(Data items)

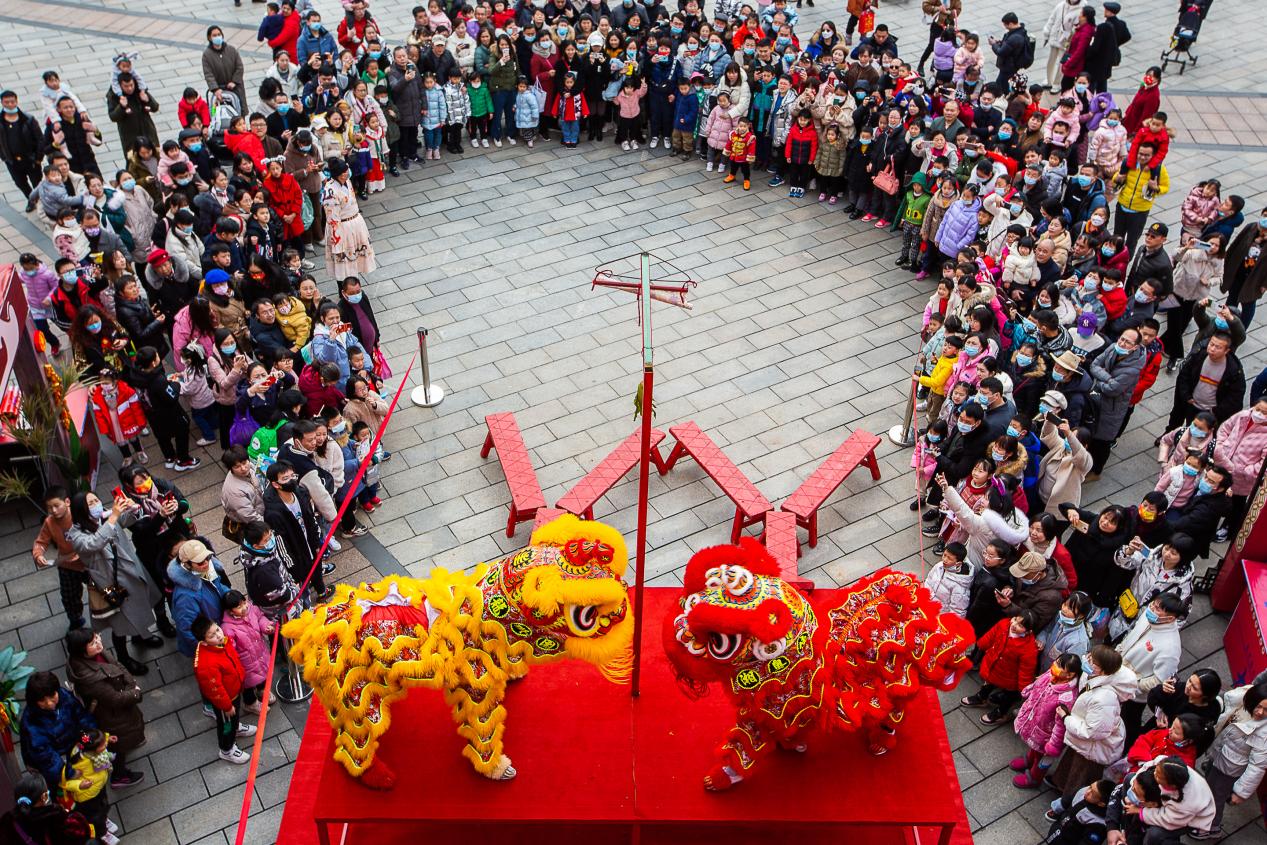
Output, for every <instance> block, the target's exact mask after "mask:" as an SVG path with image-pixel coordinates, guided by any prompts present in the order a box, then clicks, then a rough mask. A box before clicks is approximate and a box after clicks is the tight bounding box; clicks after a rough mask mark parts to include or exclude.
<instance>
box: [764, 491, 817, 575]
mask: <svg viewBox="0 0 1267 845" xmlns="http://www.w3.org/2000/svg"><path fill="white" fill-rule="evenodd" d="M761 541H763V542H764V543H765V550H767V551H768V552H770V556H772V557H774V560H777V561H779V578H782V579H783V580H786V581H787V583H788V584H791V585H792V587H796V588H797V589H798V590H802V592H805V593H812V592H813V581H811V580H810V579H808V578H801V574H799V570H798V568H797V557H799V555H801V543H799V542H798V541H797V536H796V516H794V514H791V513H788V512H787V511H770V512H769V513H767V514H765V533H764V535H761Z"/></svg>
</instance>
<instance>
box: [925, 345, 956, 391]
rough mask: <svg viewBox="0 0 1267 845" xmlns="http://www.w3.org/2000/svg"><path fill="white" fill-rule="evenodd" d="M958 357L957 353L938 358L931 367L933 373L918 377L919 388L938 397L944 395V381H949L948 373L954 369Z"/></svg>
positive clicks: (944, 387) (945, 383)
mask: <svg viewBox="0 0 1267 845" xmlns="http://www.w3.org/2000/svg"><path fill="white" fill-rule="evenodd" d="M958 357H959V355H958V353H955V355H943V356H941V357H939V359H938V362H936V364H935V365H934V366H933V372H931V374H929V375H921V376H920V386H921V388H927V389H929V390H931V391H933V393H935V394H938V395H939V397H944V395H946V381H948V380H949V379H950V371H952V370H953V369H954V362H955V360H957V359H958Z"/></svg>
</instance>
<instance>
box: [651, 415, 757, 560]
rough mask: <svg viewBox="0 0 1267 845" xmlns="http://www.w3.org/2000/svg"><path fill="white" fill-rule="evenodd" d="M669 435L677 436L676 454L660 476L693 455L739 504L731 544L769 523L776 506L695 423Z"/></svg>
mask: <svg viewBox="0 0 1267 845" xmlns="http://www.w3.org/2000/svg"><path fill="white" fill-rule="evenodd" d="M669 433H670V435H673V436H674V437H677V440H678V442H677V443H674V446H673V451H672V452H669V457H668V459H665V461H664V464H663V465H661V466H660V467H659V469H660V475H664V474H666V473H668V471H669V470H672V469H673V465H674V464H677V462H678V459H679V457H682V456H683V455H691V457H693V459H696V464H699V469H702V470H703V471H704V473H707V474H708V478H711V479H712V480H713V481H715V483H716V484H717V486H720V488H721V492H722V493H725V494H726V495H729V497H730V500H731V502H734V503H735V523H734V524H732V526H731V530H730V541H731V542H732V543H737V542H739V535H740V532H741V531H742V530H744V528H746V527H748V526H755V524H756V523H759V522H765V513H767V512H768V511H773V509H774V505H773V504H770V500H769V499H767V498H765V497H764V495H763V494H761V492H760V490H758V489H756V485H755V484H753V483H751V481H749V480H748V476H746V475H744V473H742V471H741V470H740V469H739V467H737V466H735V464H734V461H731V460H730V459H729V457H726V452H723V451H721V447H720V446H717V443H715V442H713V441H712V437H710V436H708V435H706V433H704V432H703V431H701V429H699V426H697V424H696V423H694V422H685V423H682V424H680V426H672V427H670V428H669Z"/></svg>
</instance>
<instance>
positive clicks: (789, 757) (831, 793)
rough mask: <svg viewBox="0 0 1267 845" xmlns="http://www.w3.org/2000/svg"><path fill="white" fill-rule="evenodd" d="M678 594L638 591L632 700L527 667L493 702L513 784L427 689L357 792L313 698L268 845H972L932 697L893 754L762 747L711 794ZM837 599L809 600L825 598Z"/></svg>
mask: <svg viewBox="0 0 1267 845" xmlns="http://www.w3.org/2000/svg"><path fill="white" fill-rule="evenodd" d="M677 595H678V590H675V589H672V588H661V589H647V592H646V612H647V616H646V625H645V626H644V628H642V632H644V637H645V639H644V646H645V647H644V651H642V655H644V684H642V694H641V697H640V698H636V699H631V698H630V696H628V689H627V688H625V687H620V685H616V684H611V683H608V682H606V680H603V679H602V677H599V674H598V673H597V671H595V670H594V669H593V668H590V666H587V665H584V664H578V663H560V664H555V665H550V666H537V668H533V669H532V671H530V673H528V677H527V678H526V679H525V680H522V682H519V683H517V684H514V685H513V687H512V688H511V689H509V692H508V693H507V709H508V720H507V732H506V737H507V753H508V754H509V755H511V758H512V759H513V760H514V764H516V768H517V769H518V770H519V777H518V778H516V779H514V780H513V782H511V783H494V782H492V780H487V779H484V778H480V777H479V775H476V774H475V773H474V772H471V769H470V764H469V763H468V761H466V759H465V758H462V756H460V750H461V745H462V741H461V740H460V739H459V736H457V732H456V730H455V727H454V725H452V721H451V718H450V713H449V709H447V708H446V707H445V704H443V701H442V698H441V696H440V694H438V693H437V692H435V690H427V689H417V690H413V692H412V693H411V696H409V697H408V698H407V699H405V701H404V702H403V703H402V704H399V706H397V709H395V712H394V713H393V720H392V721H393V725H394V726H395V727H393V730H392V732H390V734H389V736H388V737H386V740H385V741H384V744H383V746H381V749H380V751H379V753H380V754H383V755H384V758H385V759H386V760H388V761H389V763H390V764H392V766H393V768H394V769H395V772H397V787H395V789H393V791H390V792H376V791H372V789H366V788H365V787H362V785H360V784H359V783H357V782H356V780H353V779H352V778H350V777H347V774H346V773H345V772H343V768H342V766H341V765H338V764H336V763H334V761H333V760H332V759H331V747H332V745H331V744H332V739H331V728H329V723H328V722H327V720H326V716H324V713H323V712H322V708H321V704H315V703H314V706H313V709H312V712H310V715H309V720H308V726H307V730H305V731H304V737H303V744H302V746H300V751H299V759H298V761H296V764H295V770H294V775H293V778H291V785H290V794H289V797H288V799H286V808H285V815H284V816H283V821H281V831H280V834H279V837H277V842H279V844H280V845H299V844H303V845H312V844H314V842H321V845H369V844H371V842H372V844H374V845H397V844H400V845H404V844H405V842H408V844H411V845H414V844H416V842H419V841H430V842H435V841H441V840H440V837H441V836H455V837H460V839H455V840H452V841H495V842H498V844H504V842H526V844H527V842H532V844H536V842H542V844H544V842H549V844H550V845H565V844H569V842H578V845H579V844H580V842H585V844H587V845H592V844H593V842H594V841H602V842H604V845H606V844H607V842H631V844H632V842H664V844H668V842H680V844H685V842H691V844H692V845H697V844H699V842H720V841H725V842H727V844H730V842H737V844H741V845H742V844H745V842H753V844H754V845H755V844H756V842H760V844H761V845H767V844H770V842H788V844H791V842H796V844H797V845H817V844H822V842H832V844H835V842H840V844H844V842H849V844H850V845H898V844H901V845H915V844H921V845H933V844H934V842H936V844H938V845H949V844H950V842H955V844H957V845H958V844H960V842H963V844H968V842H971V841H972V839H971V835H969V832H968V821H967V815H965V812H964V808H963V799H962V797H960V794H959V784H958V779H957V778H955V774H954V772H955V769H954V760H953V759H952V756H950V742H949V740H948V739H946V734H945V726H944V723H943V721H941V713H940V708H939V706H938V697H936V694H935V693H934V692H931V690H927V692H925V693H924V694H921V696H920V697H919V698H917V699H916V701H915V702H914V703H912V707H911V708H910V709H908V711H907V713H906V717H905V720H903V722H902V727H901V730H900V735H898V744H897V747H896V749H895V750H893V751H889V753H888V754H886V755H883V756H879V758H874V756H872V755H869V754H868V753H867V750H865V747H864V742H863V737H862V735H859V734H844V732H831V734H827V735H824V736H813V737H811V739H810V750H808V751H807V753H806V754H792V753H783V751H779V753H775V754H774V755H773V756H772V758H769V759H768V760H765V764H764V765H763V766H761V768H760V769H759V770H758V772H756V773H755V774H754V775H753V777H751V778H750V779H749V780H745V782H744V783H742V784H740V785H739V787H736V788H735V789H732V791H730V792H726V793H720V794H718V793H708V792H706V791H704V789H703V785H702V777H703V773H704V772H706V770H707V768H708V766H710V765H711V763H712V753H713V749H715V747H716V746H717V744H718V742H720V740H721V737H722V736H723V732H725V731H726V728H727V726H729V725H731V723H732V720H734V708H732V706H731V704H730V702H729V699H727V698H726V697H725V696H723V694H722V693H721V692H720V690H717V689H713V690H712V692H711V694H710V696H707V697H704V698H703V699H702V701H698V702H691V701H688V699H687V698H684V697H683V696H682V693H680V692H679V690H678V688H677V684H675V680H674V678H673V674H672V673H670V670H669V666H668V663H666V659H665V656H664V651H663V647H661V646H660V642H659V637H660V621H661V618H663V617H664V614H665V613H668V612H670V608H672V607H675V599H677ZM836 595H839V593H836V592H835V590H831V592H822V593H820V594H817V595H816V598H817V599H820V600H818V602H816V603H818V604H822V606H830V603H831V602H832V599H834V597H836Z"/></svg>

What you need to do>
Begin at the line that has "435L677 436L676 454L660" in the entries above; stop after the line that has "positive clicks: (789, 757) (831, 793)". Transcribe exactly those lines and no others.

Response box>
rough mask: <svg viewBox="0 0 1267 845" xmlns="http://www.w3.org/2000/svg"><path fill="white" fill-rule="evenodd" d="M669 435L677 436L676 454L660 476L693 455L739 504L731 544L769 523L776 506L695 423Z"/></svg>
mask: <svg viewBox="0 0 1267 845" xmlns="http://www.w3.org/2000/svg"><path fill="white" fill-rule="evenodd" d="M669 433H670V435H673V436H674V437H677V440H678V442H677V443H674V446H673V451H672V452H669V457H668V459H665V461H664V464H663V465H661V466H660V467H659V469H660V475H664V474H666V473H668V471H669V470H672V469H673V465H674V464H677V462H678V459H679V457H682V456H683V455H691V457H693V459H696V464H699V469H702V470H703V471H704V473H707V474H708V478H711V479H712V480H713V481H715V483H716V484H717V486H720V488H721V492H722V493H725V494H726V495H729V497H730V500H731V502H734V503H735V523H734V524H732V526H731V530H730V541H731V542H732V543H737V542H739V535H740V532H741V531H742V530H744V528H746V527H748V526H755V524H756V523H759V522H765V513H767V512H768V511H773V509H774V505H773V504H770V500H769V499H767V498H765V497H764V495H763V494H761V492H760V490H758V489H756V485H755V484H753V483H751V481H749V480H748V476H746V475H744V473H742V471H741V470H740V469H739V467H737V466H735V464H734V461H731V460H730V459H729V457H726V452H723V451H721V447H720V446H717V443H715V442H713V441H712V437H710V436H708V435H706V433H704V432H703V431H701V429H699V426H697V424H696V423H694V422H685V423H682V424H680V426H672V427H670V428H669Z"/></svg>
</instance>
<instance>
positive clicks: (789, 757) (831, 793)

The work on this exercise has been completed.